**Tindakan yang Diperlukan**
1: Menurut artikel tentang mudik untuk pemberdayaan desa, berapa perkiraan jumlah masyarakat yang bermigrasi ke desa pada mudik tahun 2016?
2: Tuliskan kembali bagian artikel tentang mudik untuk pemberdayaan desa dari "Jumat, 19 Agustus" sampai "dari wilayah Jabodetabek." tanpa mengubah satu kata atau tanda baca pun.
3: Teruskan artikel tentang mudik untuk pemberdayaan desa, dimulai sesudah kalimat terakhir yang ditampilkan.

**Potongan Dokumen**
————————

Home

Jumat, 19 Agustus 2016

Mudik Untuk Pemberdayaan Desa

Mudik tahun 2016 ini, diperkirakan telah melibatkan sekitar 30 juta masyarakat migrasi ke desa. Hampir seluruh desa telah dikepung oleh kedatangan masyarakat yang selama ini berada di berbagai kota, terutama dari wilayah Jabodetabek.
Kepungan masyarakat kota telah membawa distribusi keuangan. Perputaran uang terjadi dari proses pembagian angpao lebaran, proses jajan makan selama liburan lebaran, dan tentunya pembelian oleh-oleh serta kenang-kenangan yang akan dibawa kembali ke kota.
Tak heran dalam rilis Metro TV dan hitungan BPS, arus uang berputar di desa dalam lebaran tahun ini mencapai kisaran 180 triliun rupiah. Angka yang fantastis untuk menggerakkan sektor ekonomi masyarakat desa dan daerah-daerah penyokong kota.

————————

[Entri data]
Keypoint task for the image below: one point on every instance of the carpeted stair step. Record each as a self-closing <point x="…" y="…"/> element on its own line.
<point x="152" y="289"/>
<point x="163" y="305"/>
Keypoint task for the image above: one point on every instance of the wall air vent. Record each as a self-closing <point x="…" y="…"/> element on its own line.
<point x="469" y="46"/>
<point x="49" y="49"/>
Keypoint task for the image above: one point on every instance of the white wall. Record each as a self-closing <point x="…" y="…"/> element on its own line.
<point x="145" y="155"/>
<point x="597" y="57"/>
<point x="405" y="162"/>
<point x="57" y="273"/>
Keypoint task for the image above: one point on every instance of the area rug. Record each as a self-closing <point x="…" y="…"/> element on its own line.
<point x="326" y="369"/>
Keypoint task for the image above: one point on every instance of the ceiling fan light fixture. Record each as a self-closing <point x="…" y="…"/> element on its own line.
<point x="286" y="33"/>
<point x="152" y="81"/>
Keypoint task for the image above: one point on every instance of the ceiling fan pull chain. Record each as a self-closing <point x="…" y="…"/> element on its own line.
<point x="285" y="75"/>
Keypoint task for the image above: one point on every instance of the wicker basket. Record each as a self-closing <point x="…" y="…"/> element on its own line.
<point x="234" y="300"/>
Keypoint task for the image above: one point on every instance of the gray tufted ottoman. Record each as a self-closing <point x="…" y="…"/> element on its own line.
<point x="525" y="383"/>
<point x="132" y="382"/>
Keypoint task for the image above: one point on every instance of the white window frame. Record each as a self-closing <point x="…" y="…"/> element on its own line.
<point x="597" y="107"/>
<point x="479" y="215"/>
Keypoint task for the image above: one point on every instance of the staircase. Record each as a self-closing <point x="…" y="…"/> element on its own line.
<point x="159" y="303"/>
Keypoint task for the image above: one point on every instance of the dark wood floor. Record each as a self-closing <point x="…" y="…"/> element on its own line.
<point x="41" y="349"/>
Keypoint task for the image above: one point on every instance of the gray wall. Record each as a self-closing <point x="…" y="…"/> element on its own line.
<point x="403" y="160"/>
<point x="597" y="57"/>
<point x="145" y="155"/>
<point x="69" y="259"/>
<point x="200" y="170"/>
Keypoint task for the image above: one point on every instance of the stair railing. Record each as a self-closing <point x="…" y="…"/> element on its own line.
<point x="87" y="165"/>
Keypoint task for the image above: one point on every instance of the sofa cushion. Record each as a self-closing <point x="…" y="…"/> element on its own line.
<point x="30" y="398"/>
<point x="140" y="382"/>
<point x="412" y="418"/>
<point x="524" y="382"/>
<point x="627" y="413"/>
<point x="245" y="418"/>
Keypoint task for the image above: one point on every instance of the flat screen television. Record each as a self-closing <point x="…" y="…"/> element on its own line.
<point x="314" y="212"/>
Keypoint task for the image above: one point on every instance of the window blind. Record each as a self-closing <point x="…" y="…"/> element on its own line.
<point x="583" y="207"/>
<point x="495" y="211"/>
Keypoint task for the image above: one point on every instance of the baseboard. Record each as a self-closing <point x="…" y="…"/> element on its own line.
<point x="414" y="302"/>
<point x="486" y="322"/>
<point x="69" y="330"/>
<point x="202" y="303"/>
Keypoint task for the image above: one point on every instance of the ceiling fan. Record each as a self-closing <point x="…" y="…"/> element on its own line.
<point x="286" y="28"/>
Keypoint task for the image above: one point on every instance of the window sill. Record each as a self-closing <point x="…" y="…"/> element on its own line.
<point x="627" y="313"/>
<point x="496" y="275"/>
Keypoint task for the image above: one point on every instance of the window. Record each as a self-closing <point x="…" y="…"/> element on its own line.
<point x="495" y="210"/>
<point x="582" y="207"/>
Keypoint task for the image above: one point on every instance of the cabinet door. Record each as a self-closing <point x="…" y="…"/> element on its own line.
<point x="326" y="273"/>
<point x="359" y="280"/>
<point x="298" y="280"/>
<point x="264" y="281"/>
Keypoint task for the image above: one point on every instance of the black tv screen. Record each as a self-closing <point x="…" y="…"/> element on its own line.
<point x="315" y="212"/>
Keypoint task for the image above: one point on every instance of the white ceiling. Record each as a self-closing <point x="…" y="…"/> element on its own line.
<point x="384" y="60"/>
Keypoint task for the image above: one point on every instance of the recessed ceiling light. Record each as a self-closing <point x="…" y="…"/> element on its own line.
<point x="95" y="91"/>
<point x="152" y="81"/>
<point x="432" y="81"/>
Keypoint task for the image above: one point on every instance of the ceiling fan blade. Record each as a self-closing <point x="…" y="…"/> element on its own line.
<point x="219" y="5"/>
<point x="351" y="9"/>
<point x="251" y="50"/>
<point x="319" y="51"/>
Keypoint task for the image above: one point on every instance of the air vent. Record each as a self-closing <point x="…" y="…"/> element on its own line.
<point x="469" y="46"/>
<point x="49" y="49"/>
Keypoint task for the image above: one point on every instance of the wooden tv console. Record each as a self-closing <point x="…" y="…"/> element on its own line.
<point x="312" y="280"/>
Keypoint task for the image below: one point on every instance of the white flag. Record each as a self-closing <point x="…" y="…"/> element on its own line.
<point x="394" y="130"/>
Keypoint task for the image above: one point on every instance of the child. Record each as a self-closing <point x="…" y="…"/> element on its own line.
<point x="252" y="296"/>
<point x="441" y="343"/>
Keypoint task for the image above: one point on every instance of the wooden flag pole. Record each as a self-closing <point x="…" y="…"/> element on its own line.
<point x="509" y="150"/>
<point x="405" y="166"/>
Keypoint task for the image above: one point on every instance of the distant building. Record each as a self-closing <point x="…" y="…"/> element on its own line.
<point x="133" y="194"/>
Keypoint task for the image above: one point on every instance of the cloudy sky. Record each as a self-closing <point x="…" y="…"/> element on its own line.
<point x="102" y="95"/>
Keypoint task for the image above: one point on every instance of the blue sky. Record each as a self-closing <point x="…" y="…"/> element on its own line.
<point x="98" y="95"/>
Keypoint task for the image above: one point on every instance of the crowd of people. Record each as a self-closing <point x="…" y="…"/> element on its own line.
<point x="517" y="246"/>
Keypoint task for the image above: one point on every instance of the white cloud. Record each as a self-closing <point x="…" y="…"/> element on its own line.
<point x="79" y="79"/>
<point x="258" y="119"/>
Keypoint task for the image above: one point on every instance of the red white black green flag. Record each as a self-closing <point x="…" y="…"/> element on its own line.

————————

**Daftar Jawaban**
1: Sekitar 30 juta orang.

2:
Jumat, 19 Agustus 2016

Mudik Untuk Pemberdayaan Desa

Mudik tahun 2016 ini, diperkirakan telah melibatkan sekitar 30 juta masyarakat migrasi ke desa. Hampir seluruh desa telah dikepung oleh kedatangan masyarakat yang selama ini berada di berbagai kota, terutama dari wilayah Jabodetabek.

3:
Mudik yang bagi sebagian orang masih digugat keabsahan dalilnya, telah menjadi momentum yang benar-benar dinantikan. Bagi masyarakat desa, mudik menjadi kesempatan menerima manfaat orang kota. Betapa besar uang shodaqah yang dihimpun dalam shalat ied, besar jamaahnya adalah kaum pemudik. Betapa besar uang jajan yang dibelanjakan dalam menraktir saudara atau sahabat untuk makan bakso, sate, ikan bakar, atau jajan lainnya. Betapa besar juga uang yang mengalir dari permintaan proposal pembangunan, proposal kegiatan, dan permintaan-permintaan lainnya yang menggantungkan kaum mudik.
Di sinilah posisi penting bahwa mudik adalah ritual pemerataan ekonomi yang sengaja atau tidak sengaja, telah didesain ulama Nusantara. Bukan berarti orang di desa menggantungkan pada kedatangan orang kota sebagai pemudik, tapi penting bagi kaum mudik untuk ikut menggerakkan sektor ekonomi kendati sekadar menraktir makan bakso atau ikan bakar di tepi pantai yang berdebur ombak dengan semilir sepoi-sepoi.
Pantai Bandengan, Pantai Mpu Rancak, Pantai Kartini.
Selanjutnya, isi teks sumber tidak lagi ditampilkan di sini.